>> Start Document section
United States v. Liddle

26 F. Cas. 936 | U.S. Circuit Court for the District of Pennsylvania | 1808

WASHINGTON, Circuit Justice.

The assault and battery is fully proved, and the question is, whether the defendant has justified it, in law or fact. The attorney has very candidly admitted, what the court intended to have stated to the jury; viz. that as to the law arising on the facts, the case stands upon the same ground as if the assault and battery had been committed on a citizen: that is, the prior assault of De Lima, if the jury should think he committed it, would excuse the battery by the defendant, whether De Lima were a public minister, or not entitled to that character. The whole cause, then, upon the merits, depends upon the credibility of two of the witnesses. If the one examined, on the part of the prosecution, be believed, then De Lima was guilty of no assault, and the battery cannot be justified. If, on the other' hand, the witness for the defendant is believed, then the first, assault was by De Lima, and your verdict should be in favour of the defendant. As to the points of law raised and discussed, it is unnecessary to give any opinion upon them to the jury. The objections, if good, appear on the indictment; and may be taken advantage of, on a motion to arrest the judgment, should the verdict find the defendant guilty.
>> End Document section
• Task prompt: In the court opinion, what does the whole cause depend upon on the merits?
>> Start Records supplied
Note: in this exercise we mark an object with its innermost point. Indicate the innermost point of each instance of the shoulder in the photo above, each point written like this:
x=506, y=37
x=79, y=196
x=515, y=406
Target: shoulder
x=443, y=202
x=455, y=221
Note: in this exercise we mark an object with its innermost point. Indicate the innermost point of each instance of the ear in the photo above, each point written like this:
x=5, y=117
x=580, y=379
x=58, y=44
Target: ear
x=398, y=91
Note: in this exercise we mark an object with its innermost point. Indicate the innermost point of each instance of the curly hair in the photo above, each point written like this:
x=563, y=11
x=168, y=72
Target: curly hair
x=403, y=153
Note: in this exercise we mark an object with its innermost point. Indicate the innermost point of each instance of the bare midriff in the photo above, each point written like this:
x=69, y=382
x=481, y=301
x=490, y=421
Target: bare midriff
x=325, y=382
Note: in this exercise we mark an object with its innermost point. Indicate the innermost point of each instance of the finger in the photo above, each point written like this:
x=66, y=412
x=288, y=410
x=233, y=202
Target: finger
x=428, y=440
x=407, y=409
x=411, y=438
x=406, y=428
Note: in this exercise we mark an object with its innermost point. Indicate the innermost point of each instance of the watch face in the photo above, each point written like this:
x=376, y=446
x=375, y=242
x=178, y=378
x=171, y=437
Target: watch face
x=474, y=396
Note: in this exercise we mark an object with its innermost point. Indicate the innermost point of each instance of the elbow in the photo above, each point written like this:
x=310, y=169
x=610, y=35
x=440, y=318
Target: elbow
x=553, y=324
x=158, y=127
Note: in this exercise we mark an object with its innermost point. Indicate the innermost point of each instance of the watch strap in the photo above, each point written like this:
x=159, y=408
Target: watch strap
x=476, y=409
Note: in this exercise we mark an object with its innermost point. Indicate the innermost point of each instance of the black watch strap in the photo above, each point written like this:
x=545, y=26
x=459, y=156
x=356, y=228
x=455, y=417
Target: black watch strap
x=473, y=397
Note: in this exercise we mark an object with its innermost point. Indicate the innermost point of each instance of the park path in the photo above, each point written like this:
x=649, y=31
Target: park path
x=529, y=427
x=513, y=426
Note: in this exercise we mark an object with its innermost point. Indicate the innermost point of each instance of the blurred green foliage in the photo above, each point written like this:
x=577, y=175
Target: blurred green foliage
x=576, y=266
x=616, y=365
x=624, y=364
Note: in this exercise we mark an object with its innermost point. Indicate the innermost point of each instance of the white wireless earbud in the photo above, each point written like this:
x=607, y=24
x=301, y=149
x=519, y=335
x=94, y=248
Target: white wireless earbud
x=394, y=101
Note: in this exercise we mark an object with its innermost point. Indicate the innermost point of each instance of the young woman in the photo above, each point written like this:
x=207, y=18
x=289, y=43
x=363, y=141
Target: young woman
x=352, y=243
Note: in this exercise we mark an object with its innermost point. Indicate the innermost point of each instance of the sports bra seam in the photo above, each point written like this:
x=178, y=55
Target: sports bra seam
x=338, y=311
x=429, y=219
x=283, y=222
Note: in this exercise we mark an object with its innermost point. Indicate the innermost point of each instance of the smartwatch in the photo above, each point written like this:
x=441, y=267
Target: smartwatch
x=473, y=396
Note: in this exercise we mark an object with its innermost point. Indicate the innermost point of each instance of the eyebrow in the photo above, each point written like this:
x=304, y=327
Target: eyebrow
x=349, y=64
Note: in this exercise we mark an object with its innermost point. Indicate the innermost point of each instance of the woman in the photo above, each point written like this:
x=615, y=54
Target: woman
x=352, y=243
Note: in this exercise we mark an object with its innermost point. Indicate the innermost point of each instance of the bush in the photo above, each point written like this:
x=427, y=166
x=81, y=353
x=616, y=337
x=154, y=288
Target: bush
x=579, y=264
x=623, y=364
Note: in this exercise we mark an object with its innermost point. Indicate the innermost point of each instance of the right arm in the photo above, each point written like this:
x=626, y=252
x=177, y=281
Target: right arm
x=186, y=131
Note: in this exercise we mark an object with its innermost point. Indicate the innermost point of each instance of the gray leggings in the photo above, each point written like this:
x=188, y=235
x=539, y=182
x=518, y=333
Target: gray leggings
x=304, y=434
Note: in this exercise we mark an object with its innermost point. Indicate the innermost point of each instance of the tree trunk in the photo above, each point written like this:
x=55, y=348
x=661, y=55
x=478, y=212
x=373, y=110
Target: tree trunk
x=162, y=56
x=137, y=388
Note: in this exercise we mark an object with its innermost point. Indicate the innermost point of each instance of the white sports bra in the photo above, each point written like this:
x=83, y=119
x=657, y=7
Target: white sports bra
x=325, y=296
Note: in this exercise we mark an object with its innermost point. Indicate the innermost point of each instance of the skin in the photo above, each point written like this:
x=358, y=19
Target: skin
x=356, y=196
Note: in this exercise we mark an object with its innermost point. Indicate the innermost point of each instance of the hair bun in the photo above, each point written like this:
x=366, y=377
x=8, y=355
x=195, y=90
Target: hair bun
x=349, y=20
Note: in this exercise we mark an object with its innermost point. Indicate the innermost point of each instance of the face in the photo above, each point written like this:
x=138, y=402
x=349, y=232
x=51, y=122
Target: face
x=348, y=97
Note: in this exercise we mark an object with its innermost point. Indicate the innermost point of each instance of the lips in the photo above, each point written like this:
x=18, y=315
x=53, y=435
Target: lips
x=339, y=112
>> End Records supplied
• The completed task: The credibility of two of the witnesses.